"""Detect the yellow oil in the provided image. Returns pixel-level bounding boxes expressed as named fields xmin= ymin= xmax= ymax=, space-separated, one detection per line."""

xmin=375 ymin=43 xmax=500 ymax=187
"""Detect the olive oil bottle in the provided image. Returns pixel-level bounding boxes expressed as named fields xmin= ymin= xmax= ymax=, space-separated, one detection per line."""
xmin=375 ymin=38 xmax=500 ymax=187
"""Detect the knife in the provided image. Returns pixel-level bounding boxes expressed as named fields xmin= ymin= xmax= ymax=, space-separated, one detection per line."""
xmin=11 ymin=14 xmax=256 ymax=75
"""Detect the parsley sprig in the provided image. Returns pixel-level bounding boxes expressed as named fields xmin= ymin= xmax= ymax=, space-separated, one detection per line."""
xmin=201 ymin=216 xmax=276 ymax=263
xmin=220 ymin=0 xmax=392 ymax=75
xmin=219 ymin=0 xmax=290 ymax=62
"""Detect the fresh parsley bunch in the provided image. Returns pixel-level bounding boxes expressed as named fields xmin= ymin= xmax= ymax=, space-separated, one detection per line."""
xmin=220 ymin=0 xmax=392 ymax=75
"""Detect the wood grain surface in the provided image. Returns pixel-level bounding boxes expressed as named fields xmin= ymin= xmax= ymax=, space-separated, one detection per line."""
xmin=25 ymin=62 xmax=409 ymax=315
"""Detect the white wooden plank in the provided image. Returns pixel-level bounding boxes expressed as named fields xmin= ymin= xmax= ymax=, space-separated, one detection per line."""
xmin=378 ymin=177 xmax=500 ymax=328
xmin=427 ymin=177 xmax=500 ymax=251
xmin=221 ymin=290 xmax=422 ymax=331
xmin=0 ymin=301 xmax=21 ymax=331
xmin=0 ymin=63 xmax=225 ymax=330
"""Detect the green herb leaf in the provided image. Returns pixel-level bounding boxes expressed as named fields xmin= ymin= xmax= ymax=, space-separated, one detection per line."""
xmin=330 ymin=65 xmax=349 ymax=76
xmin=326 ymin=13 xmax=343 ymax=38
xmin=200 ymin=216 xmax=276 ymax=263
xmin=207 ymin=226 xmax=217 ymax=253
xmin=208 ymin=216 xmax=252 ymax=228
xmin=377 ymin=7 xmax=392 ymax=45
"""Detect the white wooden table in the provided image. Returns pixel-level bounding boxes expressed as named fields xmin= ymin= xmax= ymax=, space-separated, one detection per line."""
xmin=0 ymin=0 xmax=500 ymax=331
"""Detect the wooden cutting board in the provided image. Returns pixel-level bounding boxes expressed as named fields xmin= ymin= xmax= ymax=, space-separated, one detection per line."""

• _Instructions to follow_
Format the records as a numbered list with blank lines left out, covering only the span from the line containing "the fresh parsley" through the end of the records, both ends included.

• _Solution to this exercise_
1. """Detect the fresh parsley bunch in the provided image. Returns pixel-level bounding boxes expressed as named fields xmin= ymin= xmax= ymax=, space-separated, one detection per line."""
2. xmin=220 ymin=0 xmax=392 ymax=75
3. """Detect the wood grain surface in the provided image. Returns pixel-level bounding boxes expressed as named fields xmin= ymin= xmax= ymax=, space-separated, one detection per line."""
4. xmin=25 ymin=62 xmax=409 ymax=315
5. """Detect the white wooden plank in the provided image. Returns pixel-level bounding boxes expressed as named fields xmin= ymin= xmax= ymax=, space-separated, one detection per line."""
6. xmin=378 ymin=177 xmax=500 ymax=328
7. xmin=427 ymin=177 xmax=500 ymax=251
8. xmin=221 ymin=290 xmax=422 ymax=331
9. xmin=0 ymin=301 xmax=21 ymax=331
10. xmin=0 ymin=63 xmax=225 ymax=330
11. """Detect the green herb leaf in the provided image. Returns pixel-level bounding boxes expressed as named fields xmin= ymin= xmax= ymax=, space-separated, one detection per line."""
12. xmin=330 ymin=65 xmax=349 ymax=76
13. xmin=326 ymin=13 xmax=343 ymax=38
14. xmin=200 ymin=216 xmax=276 ymax=263
15. xmin=207 ymin=226 xmax=217 ymax=253
16. xmin=208 ymin=216 xmax=252 ymax=228
17. xmin=377 ymin=7 xmax=392 ymax=45
18. """Detect the white wooden table in the provided image. Returns pixel-level bounding boxes expressed as named fields xmin= ymin= xmax= ymax=, space-separated, one detection per line."""
19. xmin=0 ymin=0 xmax=500 ymax=331
20. """Detect the wooden cutting board in the provided image. Returns pixel-level bounding boxes expressed as named fields xmin= ymin= xmax= ymax=, space-separated, one detection per line."""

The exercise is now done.